* [Problem requirements] Would you print the records below without changing anything?
--- Data section ---
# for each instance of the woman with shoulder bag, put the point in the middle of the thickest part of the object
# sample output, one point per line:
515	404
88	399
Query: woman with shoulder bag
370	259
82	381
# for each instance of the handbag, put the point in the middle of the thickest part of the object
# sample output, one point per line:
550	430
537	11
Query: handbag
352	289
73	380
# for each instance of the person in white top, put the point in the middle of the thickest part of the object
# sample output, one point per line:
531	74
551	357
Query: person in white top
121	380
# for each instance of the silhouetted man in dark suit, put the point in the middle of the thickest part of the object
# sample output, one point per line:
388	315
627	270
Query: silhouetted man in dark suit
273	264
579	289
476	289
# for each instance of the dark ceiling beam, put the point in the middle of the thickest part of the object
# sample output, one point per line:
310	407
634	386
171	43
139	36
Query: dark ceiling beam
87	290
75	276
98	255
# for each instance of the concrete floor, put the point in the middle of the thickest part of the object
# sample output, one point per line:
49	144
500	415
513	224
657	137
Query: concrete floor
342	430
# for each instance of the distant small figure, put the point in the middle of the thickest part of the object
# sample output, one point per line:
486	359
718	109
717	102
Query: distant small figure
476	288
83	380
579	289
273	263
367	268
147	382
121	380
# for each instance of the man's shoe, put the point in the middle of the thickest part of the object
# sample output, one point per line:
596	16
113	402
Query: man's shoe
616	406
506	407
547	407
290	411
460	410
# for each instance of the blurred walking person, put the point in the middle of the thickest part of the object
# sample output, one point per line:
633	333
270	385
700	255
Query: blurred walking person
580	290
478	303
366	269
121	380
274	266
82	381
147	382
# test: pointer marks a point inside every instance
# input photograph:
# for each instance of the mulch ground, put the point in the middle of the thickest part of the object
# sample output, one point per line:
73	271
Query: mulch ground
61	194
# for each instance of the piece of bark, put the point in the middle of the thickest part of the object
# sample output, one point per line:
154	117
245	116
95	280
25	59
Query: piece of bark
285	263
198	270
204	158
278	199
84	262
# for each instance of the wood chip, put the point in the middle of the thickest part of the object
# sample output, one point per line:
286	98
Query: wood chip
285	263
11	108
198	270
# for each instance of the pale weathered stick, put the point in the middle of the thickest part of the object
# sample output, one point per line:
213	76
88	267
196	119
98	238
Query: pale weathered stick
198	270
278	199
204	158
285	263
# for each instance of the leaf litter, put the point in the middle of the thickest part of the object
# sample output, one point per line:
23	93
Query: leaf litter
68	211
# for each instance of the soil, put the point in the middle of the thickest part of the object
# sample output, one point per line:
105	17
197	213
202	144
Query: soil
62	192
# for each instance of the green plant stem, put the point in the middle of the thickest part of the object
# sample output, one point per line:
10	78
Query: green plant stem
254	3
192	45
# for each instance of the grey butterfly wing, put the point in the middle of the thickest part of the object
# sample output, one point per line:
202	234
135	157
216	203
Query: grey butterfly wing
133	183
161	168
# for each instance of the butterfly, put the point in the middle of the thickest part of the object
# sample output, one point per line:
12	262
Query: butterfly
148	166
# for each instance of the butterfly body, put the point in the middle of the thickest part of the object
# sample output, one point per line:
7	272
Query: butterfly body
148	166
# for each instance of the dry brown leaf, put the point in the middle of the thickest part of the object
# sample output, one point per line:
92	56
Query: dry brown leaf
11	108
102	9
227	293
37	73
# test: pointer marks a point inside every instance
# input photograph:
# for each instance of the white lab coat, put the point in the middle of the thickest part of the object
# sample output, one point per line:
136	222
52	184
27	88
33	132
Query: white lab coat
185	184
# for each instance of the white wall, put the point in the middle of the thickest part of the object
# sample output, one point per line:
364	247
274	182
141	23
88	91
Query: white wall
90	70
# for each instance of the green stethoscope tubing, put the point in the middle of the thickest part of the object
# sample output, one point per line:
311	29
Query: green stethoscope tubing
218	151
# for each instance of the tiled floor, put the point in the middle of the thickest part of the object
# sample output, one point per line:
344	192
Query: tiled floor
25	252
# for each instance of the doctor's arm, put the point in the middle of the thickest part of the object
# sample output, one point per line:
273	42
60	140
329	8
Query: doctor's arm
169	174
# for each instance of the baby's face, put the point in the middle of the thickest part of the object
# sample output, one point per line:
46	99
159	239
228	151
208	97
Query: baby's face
---
* [Written answer]
# for each instance of the woman with shoulder bag, put the point in the middle of the thickest part of the object
# sample output, one point per line:
515	404
88	399
Query: woman with shoulder bag
370	259
82	381
# for each instance of the handbag, put the point in the middle of the thickest part of the object
# sample output, one point per line:
550	430
537	11
Query: handbag
352	289
73	380
# for each instance of the person in white top, put the point in the middle of the thickest part of the object
# sample output, one point per line:
531	74
551	357
Query: person in white top
121	380
# for each instance of the silhouetted man in dark suit, put the point in the middle of the thickest part of the object
# sample output, one point per line:
388	315
627	270
Query: silhouetted man in dark suit
273	264
579	289
476	289
# for each instance of the dark ceiling beam, put the point in the middle of the thickest part of the object
# sample output, one point per line:
310	407
634	386
171	43
139	36
Query: dark ceiling beam
87	290
75	276
98	255
# for each instance of the concrete floor, put the point in the middle of the thickest part of the object
# sample output, one point per line:
49	144
500	415
513	224
657	137
Query: concrete floor
342	430
# for each instance of the distant small figure, put the point in the middle of the thickest part of the object
# sample output, one point per line:
486	359
718	109
717	102
Query: distant small figure
476	288
83	380
579	289
273	263
367	268
147	382
121	380
# for each instance of the man's shoe, put the point in the middle of the thickest part of the object
# sample output, one point per line:
596	16
113	402
Query: man's shoe
616	406
506	407
547	407
290	411
460	410
# for each instance of the blurred walking person, put the point in the middle of the thickest part of the object
# sample output, one point per line:
633	333
270	385
700	255
Query: blurred walking person
580	290
478	303
366	269
121	380
274	266
82	381
147	382
# test: pointer marks a point inside every instance
# input photograph:
# for each instance of the mulch ground, put the point in the middle of the thickest part of the object
# sample output, one point per line:
73	271
Query: mulch ground
61	194
# for each instance of the piece of bark, put the point in the middle of the thickest part of the object
# sample output, one point per line:
154	117
245	116
95	280
25	59
Query: piece of bark
285	263
198	270
204	158
278	199
84	262
# for each instance of the wood chip, put the point in the middle of the thickest part of the object
# sample output, one point per line:
286	98
Query: wood chip
285	263
11	108
198	270
# for each instance of the pale weathered stick, put the point in the middle of the thickest part of the object
# sample output, one point per line:
213	76
88	267
196	119
98	238
Query: pale weathered stick
198	270
278	199
204	158
285	263
# for each instance of the leaf litter, put the point in the middle of the thickest part of the object
# sample output, one point per line:
23	93
Query: leaf litter
68	211
# for each instance of the soil, put the point in the middle of the thickest part of the object
# sample output, one point per line:
105	17
197	213
202	144
Query: soil
62	192
# for each instance of the green plant stem, put the point in the middle of the thickest part of the object
# sample output, one point per line:
10	78
Query: green plant stem
254	3
192	45
# for each instance of the grey butterfly wing, put the point in the middle of the thickest part of the object
# sample output, one point per line:
202	234
135	157
216	203
Query: grey butterfly wing
133	183
161	168
# for each instance of the butterfly, put the point in the middle of the thickest part of the object
# sample output, one point per line:
12	262
Query: butterfly
148	166
# for each instance of the butterfly body, put the point in the middle of the thickest part of the object
# sample output, one point per line:
7	272
Query: butterfly body
148	166
# for each instance of the dry brown leaf, put the point in the middle of the thickest part of the object
# sample output, one point per line:
92	56
Query: dry brown leaf
11	108
102	9
227	293
37	73
# test: pointer marks a point inside every instance
# input photograph:
# for each instance of the white lab coat, put the point in the middle of the thickest part of the object
# sample output, one point per line:
136	222
52	184
27	88
33	132
Query: white lab coat
185	184
# for each instance of the white wall, put the point in the middle of the thickest part of the object
# sample output, one point per line:
364	247
274	182
141	23
88	91
Query: white wall
90	70
# for each instance of the green stethoscope tubing, put the point in the middle of the thickest part of the object
# sample output, one point per line:
311	29
Query: green stethoscope tubing
218	151
# for each instance of the tiled floor, put the point in the middle of the thickest part of the object
# sample output, one point per line:
344	192
Query: tiled floor
25	252
# for each instance of the doctor's arm, put the point in the middle of the thickest part of the object
# sample output, one point per line:
273	42
60	140
329	8
Query: doctor's arm
169	174
# for each instance of the baby's face, put the point in the middle of the thickest part of the object
# sample output, one point per line:
46	99
159	239
228	151
208	97
Query: baby's face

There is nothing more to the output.